> [Excerpt to read]:
I'm a gasser so I will be leaning towards the propane smokers. I personally like the smoke vault 24" it is wide enough to lay any size spares that I have seem. Then you can get a boat load of abt's and many other things on there to.


----------



## rickw (May 3, 2010)

When I first read the title to this thread I was thinking of a  Backwoods smoker . If I were in the market for a top of the line vertical this is where I'd be looking.

 I've seen a couple of them in action and they are incredible.


----------



## outlaw44 (May 3, 2010)

Dang!  Just checked out the site you linked.  That's amazing!  I definitely need to think about some of those mods.  Is it pretty typical to put a bed of coals in the fire pan and then dump the hot coals on top of that?  I just used my chimney and dumped my charcoals into the fire pan.  Probably some of the reason why I had such a hard time keeping the temp right!  I really wish I had the adjustable vanes for inflow and exhaust.  I can see why that would help A LOT.  Do you think there's any reason to do three inlet?  Can you pick those adjustable pieces up somewhere or do they need to be hand made?  

I know everyone loves pics...my first pork butt...


----------



## bbq engineer (May 3, 2010)

Good call Rick. Based on that, I'm kinda partial to my homemade backwoods clone. It's a real powerhouse!



Got14u is also building smokers...he's doing some really nice work too...PM him.


----------



## rickw (May 3, 2010)

I'll take one


----------



## petewoody (May 3, 2010)

> [Goal of the exercise]:
Continue the forum thread about vertical smokers from the point where it stops. You won't need the records.

> [Rows]:

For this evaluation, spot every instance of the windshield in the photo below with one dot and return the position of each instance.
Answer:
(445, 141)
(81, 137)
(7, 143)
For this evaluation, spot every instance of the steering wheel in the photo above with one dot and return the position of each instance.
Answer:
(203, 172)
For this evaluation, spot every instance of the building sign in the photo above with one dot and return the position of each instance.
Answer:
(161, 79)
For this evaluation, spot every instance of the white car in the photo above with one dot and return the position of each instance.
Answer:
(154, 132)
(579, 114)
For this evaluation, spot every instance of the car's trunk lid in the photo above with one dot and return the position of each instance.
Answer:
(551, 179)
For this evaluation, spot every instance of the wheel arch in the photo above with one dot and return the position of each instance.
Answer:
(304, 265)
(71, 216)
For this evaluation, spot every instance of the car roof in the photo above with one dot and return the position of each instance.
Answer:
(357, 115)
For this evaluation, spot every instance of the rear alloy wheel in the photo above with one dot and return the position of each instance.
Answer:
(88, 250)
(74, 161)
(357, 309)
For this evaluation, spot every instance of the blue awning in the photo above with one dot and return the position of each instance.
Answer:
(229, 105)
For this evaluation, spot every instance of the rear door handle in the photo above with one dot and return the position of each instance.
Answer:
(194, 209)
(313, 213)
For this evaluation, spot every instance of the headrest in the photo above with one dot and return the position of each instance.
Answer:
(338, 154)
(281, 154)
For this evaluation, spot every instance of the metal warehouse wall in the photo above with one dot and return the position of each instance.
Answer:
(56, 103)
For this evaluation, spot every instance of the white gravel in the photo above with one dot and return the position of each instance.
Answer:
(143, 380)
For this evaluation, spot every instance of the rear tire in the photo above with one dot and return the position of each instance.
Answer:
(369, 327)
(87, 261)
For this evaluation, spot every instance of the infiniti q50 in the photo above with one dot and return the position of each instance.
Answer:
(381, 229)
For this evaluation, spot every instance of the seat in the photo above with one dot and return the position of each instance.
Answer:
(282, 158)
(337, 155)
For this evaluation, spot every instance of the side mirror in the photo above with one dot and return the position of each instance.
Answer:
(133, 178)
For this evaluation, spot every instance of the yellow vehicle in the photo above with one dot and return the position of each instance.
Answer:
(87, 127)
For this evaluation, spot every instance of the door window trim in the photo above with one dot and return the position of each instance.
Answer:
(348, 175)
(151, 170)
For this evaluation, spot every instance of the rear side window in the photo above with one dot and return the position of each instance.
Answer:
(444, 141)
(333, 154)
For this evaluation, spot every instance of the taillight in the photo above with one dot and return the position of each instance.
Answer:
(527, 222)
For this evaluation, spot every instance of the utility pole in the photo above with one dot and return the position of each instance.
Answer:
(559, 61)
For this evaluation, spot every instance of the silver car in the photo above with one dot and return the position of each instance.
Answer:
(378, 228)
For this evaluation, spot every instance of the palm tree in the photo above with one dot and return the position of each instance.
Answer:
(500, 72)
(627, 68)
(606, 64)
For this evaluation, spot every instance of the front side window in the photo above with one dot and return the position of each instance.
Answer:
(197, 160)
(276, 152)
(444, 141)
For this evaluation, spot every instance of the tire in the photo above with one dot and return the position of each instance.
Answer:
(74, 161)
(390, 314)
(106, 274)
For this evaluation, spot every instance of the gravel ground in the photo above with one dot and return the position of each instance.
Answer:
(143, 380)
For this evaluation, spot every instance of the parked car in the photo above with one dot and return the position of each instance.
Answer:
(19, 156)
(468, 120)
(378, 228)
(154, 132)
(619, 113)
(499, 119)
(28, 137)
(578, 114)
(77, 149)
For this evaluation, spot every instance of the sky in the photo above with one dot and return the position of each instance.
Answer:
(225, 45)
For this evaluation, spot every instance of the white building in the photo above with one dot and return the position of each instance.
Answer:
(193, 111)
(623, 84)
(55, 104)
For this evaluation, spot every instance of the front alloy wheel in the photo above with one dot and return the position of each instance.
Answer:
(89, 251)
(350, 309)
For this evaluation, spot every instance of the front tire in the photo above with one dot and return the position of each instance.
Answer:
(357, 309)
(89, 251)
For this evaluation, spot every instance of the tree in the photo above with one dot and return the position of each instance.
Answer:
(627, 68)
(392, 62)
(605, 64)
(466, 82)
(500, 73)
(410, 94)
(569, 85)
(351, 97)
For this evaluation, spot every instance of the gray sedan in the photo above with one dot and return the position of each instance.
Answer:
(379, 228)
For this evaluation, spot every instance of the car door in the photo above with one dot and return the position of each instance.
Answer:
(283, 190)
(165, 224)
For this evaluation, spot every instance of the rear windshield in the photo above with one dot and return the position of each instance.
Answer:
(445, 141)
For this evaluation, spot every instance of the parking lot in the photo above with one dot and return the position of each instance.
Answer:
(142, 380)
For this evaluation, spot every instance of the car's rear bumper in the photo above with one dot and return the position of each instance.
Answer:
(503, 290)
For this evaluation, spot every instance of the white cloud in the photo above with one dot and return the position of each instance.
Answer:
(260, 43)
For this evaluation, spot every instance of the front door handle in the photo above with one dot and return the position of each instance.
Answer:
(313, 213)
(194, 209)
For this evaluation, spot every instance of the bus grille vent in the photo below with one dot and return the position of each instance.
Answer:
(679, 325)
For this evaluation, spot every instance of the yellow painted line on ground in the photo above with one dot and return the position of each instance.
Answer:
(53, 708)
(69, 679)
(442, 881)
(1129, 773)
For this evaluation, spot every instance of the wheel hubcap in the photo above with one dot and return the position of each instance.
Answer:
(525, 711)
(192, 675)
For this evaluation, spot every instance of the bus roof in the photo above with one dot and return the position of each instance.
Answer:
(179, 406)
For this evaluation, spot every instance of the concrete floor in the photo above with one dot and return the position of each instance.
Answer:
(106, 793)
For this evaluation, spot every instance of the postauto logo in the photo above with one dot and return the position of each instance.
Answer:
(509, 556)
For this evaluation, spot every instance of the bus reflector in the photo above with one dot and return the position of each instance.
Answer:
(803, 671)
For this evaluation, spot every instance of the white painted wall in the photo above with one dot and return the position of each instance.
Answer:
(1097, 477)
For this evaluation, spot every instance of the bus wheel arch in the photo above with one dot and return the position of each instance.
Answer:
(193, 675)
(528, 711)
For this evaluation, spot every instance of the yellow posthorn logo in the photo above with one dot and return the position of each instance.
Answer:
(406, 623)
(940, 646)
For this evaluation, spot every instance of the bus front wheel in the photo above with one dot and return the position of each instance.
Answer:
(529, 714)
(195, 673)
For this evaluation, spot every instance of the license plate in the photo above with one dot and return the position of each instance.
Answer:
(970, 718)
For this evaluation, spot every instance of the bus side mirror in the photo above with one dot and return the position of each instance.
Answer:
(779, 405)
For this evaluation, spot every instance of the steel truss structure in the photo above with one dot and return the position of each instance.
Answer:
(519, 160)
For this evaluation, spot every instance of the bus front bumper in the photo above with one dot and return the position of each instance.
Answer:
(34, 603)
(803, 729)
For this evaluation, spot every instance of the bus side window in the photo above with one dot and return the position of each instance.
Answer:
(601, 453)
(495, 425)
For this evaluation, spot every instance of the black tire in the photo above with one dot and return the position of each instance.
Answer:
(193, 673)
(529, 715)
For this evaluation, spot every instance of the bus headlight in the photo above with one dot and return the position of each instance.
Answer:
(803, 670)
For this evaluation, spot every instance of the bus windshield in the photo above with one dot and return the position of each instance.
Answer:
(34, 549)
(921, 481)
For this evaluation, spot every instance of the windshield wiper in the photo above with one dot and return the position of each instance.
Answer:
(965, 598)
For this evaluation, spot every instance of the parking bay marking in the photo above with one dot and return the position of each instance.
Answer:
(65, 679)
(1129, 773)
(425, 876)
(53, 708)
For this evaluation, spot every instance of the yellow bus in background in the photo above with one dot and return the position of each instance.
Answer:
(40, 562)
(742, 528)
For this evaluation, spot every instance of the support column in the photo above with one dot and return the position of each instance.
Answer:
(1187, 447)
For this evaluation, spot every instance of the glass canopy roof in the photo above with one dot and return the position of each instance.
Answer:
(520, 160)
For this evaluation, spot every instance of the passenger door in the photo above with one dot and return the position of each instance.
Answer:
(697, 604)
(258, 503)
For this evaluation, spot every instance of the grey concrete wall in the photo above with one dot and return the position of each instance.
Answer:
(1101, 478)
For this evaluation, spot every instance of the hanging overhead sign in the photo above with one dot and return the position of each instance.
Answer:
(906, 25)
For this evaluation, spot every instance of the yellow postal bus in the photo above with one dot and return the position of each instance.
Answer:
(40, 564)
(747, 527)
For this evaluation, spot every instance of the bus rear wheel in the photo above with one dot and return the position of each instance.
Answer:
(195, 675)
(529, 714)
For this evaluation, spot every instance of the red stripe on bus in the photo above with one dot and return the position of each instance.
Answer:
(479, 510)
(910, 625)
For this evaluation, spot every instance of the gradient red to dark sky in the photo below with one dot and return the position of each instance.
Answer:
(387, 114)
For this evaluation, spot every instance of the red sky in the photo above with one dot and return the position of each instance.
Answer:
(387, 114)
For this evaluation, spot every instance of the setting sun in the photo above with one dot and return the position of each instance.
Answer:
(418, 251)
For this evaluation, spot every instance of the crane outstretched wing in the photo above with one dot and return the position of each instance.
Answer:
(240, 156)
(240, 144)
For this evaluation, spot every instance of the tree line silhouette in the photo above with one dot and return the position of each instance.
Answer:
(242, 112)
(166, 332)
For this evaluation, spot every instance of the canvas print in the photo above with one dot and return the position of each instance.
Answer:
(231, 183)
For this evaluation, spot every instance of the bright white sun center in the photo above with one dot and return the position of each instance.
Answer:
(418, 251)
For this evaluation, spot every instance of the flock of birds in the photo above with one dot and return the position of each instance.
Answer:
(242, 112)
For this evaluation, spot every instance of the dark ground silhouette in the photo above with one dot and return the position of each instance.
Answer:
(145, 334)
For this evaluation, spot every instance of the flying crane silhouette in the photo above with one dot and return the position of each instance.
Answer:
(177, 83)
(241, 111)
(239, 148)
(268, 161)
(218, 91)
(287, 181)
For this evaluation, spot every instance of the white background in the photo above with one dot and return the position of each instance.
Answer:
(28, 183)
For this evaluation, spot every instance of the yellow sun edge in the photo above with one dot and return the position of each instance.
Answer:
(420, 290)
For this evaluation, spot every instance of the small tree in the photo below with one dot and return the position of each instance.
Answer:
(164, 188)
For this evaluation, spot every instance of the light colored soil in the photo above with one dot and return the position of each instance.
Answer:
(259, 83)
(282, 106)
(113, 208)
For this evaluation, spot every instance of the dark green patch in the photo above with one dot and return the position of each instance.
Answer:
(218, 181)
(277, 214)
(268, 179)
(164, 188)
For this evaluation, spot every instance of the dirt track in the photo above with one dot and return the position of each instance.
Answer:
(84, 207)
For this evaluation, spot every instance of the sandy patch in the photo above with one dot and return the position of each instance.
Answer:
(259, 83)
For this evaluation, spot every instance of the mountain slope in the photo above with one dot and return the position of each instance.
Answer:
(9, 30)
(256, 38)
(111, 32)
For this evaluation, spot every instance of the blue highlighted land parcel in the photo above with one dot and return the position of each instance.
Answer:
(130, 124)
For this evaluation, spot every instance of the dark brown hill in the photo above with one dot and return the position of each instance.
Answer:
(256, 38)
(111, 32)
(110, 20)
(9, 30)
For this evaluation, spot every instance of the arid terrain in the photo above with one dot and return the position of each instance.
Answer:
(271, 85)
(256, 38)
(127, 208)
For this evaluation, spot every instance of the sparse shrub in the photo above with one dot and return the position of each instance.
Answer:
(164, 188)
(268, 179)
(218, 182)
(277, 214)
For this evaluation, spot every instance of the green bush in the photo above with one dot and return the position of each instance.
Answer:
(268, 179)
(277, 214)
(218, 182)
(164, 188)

> [Response to the task]:
Outlaw, I made my dampers and vent out of some sheet aluminum I had lying around. You could make them or buy the replacement ones for a WSM. I would recommend using two dampers as it gives you a bit more heat control. I use the Minion method (plenty of references on this site and elsewhere). I light around 16 brickettes and load my basket with brickettes two deep covering half the basket. I lay the lit brickettes against the unlit ones (on top of which I lay the oak/apple et al chunks) and then slowly adjust the dampers until I achieve the heat I am after. I keep the top vent open.
Hope this helps Peter


----------



## outlaw44 (May 3, 2010)

Thanks for the replies!  The backwoods smokers look really nice (price reflects that too)!  And so does yours Engineer.  Makes me jealous, but I don't think I can justify the cost.  

I'm really motivated by Pete's site and not giving up on the cheap brink.  I think some of those mods would be very manageable and at least worth a shot before spending 2 to 300.  This is the first I've heard of the Minion method as well...I presume this will help a lot next time.  And relieve a lot of my being annoyed with having to use the tiny little door.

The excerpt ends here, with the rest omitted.